- TASK BRIEF: Rewrite the rows, from the first line through the line containing "positive clicks: (908, 537)", as a JSON list of strings with one string per line, including both of those lines and skipping any blank lines.

== EXERCISE INPUTS

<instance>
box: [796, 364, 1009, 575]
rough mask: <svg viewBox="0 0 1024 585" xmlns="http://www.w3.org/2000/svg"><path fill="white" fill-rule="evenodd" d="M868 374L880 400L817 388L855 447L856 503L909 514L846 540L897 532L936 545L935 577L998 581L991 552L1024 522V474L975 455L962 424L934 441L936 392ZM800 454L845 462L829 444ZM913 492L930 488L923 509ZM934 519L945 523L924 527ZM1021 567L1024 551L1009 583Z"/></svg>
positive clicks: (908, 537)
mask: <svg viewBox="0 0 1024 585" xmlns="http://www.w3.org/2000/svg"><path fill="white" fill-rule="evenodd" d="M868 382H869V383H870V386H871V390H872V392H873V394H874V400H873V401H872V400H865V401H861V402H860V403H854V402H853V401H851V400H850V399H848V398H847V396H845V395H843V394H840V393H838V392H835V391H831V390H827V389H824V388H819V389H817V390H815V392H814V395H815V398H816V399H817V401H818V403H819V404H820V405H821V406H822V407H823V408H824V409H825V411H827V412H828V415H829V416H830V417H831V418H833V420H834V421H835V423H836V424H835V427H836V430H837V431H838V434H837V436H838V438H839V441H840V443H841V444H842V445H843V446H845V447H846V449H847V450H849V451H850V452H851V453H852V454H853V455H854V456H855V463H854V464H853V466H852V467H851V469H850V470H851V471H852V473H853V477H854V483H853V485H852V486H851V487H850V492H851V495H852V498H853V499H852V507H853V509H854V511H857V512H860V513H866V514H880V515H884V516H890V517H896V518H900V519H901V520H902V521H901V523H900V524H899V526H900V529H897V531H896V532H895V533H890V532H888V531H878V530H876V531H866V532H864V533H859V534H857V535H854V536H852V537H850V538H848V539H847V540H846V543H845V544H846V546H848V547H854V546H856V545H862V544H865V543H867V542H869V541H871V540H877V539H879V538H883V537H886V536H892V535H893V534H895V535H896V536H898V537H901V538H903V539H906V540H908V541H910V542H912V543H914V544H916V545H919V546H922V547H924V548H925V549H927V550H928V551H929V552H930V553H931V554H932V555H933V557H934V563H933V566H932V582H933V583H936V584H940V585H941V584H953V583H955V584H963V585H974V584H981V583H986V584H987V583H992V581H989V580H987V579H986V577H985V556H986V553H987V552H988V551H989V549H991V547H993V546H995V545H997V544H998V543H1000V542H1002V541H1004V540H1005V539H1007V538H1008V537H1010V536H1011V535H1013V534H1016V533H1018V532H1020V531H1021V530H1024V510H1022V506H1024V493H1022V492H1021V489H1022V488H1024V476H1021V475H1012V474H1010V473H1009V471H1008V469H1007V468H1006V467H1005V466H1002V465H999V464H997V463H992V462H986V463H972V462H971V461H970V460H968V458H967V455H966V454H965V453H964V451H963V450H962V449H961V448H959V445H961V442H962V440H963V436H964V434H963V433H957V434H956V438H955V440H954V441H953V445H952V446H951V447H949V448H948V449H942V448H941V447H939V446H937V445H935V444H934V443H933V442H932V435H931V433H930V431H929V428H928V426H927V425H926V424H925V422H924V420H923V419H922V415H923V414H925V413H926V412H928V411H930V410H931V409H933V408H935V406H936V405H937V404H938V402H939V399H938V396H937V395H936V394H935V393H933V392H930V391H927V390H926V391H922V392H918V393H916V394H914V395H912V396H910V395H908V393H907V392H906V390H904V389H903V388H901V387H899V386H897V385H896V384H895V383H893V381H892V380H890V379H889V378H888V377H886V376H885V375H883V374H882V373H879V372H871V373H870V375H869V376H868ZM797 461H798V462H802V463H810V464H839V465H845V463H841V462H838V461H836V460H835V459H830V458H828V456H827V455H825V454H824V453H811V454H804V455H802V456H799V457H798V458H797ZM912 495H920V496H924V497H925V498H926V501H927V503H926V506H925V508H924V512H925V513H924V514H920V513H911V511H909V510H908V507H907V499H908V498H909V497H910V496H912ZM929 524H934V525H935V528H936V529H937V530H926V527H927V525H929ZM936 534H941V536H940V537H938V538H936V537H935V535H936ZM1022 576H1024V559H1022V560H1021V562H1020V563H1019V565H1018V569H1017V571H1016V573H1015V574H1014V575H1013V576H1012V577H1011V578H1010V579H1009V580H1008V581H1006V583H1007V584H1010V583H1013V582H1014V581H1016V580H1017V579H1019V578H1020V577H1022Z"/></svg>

====

- ANSWER TO THE EXERCISE:
[
  "<instance>",
  "box: [796, 364, 1009, 575]",
  "rough mask: <svg viewBox=\"0 0 1024 585\" xmlns=\"http://www.w3.org/2000/svg\"><path fill=\"white\" fill-rule=\"evenodd\" d=\"M868 374L880 400L817 388L855 447L856 503L909 514L846 540L897 532L936 545L935 577L998 581L991 552L1024 522V474L975 455L962 424L934 441L936 392ZM800 454L845 462L829 444ZM913 492L930 488L923 509ZM934 519L945 523L924 527ZM1021 567L1024 551L1009 583Z\"/></svg>",
  "positive clicks: (908, 537)"
]